TRAVAIL À FAIRE =
1 - D'après le texte sur le film Lumières !, combien de très courts-métrages ce film fait-il se succéder ?
2 - Reprenez le texte sur le film Lumières ! à son dernier mot et poursuivez-le.

TEXTE FOURNI =
Lumières ! est un film original.
En fait ce long-métrage hybride quelques genres plutôt que de se cantonner à un seul : c'est un film à sketchs puisqu'il montre une succession de 108 très courts-métrages pas tout à fait indépendants les uns des autres ; c'est un documentaire puisque chacun de ces films est assemblé et commenté de manière à expliquer et, fort justement, à documenter ; c'est une archive puisque ces petits films sont la seule ressource visuelle du métrage. Il n'y a aucun réel effet de transition entre chaque "sketch", sinon lorsque l'on change de thématique, et c'est tout à l'honneur du montage, qui sans quoi serait trop saugrenu pour coller au style documentaire.

DONNÉES FOURNIES =
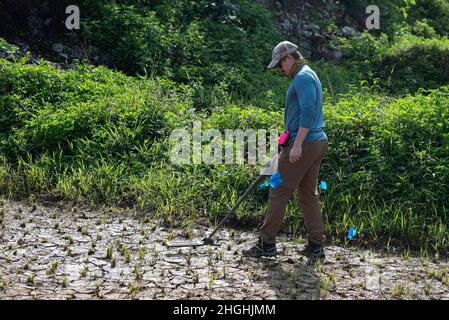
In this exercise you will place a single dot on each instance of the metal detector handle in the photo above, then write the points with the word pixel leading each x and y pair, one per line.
pixel 239 201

LES RÉPONSES =
1 - 108 très courts-métrages.

2 -
Le film ne se destine pas à être un document sur l'histoire du cinéma, puisque son approche en la matière est synchronique et centralisée sur deux cinéastes, mais plutôt une commémoration, à la mémoire de deux créateurs. C'est pourquoi l'absence de Dickson Greeting dans l'évocation des prémices de l'art cinématographique peut au départ rebuter ; mais cela ne dure que le temps de définitivement se convaincre du sujet traité. Thierry Frémaux se charge ensuite lui-même de nous expliquer en quoi tel ou tel film est intéressant ou révolutionnaire, ne se privant pas de fines analyses dont la mesure ne confine pas au pédantisme, mais ne se limitant cependant quelques fois qu'à dire, non sans atermoiement, que cette séquence est belle. Par ailleurs le fait que Frémaux soit seule entité à commenter ces archives donne à sa manière quelques réserves : on ne perçoit pas entièrement la distance qu'il prend avec son sujet ; nul autre n'apporte sa propre analyse sur le développement ; quant à lui, sa diction et son expression, toute nuancées qu'elles soient dans leur intonation, peuvent finalement devenir rébarbatives. Ce n'est heureusement pas vraiment dérangeant, si l'on remet en perspective le propos historico-didactique de ce documentaire ; c'est hélas une conséquence logique de la concision des séquences analysées (aucune ne fait plus de 50 seconde), obligeant Frémaux à soutenir la cadence que donne son montage sans donner l'air d'en dire trop ni trop peu.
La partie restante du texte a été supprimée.